Recast every line of the items below as a JSON list of strings, with one string per line and blank lines omitted.

Location identification items:
>>
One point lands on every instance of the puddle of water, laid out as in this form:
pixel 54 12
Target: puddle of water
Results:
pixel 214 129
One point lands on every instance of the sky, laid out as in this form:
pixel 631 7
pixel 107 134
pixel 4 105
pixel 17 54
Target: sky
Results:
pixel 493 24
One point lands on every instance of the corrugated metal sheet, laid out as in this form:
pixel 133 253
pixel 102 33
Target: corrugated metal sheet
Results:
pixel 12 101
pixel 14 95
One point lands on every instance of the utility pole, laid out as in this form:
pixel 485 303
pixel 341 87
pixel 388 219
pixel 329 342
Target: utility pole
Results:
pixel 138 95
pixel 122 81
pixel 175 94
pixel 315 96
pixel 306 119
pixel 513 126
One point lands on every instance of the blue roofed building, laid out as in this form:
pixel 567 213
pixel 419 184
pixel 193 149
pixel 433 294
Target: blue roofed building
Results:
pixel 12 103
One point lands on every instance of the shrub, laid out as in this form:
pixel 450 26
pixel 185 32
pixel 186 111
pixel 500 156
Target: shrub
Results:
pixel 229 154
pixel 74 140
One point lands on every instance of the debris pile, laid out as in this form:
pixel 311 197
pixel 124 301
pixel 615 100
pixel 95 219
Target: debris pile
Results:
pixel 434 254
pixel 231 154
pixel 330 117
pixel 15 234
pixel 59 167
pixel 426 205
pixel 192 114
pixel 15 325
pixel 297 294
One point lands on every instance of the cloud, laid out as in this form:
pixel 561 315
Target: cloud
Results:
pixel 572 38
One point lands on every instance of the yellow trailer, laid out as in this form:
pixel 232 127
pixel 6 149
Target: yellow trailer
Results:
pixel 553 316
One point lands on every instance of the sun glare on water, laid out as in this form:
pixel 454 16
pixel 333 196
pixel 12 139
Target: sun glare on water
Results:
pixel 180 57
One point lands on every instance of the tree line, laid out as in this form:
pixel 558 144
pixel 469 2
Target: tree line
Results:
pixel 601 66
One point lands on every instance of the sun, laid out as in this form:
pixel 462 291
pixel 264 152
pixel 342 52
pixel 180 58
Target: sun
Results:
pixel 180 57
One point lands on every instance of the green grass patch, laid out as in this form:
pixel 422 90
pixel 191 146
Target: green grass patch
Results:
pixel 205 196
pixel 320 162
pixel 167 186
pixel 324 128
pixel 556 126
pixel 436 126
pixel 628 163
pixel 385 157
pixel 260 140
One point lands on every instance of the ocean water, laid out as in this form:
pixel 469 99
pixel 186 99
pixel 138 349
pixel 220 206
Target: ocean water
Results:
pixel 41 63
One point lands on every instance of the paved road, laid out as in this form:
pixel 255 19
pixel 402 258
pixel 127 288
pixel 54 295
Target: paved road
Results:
<<
## Exercise response:
[
  "One point lands on every instance of the puddle of water, laid out as in this form:",
  "pixel 54 12",
  "Target: puddle of water",
  "Results:",
  "pixel 214 129",
  "One point lands on every instance of the sky, laid out as in this form:",
  "pixel 631 7",
  "pixel 107 134",
  "pixel 4 105",
  "pixel 17 54",
  "Target: sky",
  "Results:",
  "pixel 493 24",
  "One point lands on every instance of the corrugated metal sheet, laid out as in this form:",
  "pixel 133 253",
  "pixel 102 33",
  "Target: corrugated metal sheet",
  "Results:",
  "pixel 12 101",
  "pixel 14 95",
  "One point lands on every instance of the utility pole, laid out as in this form:",
  "pixel 485 303",
  "pixel 341 87",
  "pixel 388 219",
  "pixel 329 342",
  "Target: utility pole",
  "Results:",
  "pixel 138 95",
  "pixel 122 81",
  "pixel 175 94",
  "pixel 315 96",
  "pixel 306 119",
  "pixel 513 126",
  "One point lands on every instance of the blue roofed building, laid out as in this form:",
  "pixel 567 213",
  "pixel 419 184",
  "pixel 193 149",
  "pixel 433 294",
  "Target: blue roofed building",
  "Results:",
  "pixel 12 103",
  "One point lands on every instance of the shrub, laid out as in this form:",
  "pixel 450 26",
  "pixel 185 32",
  "pixel 186 111",
  "pixel 500 156",
  "Target: shrub",
  "Results:",
  "pixel 229 154",
  "pixel 74 140",
  "One point lands on every instance of the debris pile, laid out as in this form:",
  "pixel 311 197",
  "pixel 124 301",
  "pixel 615 100",
  "pixel 95 219",
  "Target: debris pile",
  "Results:",
  "pixel 434 254",
  "pixel 231 154",
  "pixel 330 117",
  "pixel 15 234",
  "pixel 59 167",
  "pixel 426 205",
  "pixel 192 114",
  "pixel 15 325",
  "pixel 297 294",
  "One point lands on every instance of the cloud, laid out as in this form:",
  "pixel 561 315",
  "Target: cloud",
  "Results:",
  "pixel 572 38",
  "One point lands on every instance of the yellow trailer, laid out as in this form:",
  "pixel 232 127",
  "pixel 6 149",
  "Target: yellow trailer",
  "Results:",
  "pixel 553 316",
  "One point lands on every instance of the sun glare on water, laid out as in this form:",
  "pixel 454 16",
  "pixel 333 196",
  "pixel 12 139",
  "Target: sun glare on water",
  "Results:",
  "pixel 180 57",
  "One point lands on every instance of the tree line, laid out as in this form:",
  "pixel 558 144",
  "pixel 469 2",
  "Target: tree line",
  "Results:",
  "pixel 601 66",
  "One point lands on every instance of the sun, laid out as in this form:",
  "pixel 462 291",
  "pixel 264 152",
  "pixel 342 52",
  "pixel 180 58",
  "Target: sun",
  "Results:",
  "pixel 180 57",
  "One point lands on every instance of the green grass patch, laid out as in this form:",
  "pixel 422 90",
  "pixel 191 146",
  "Target: green grass patch",
  "Results:",
  "pixel 205 196",
  "pixel 320 162",
  "pixel 167 186",
  "pixel 324 128",
  "pixel 556 126",
  "pixel 436 126",
  "pixel 628 163",
  "pixel 385 157",
  "pixel 260 140",
  "One point lands on every instance of the ocean water, laid out as in this form:",
  "pixel 469 99",
  "pixel 186 99",
  "pixel 138 349",
  "pixel 220 206",
  "Target: ocean water",
  "Results:",
  "pixel 41 63",
  "One point lands on every instance of the paved road, laid out as in this form:",
  "pixel 255 19",
  "pixel 402 258",
  "pixel 127 288",
  "pixel 54 295",
  "Target: paved road",
  "Results:"
]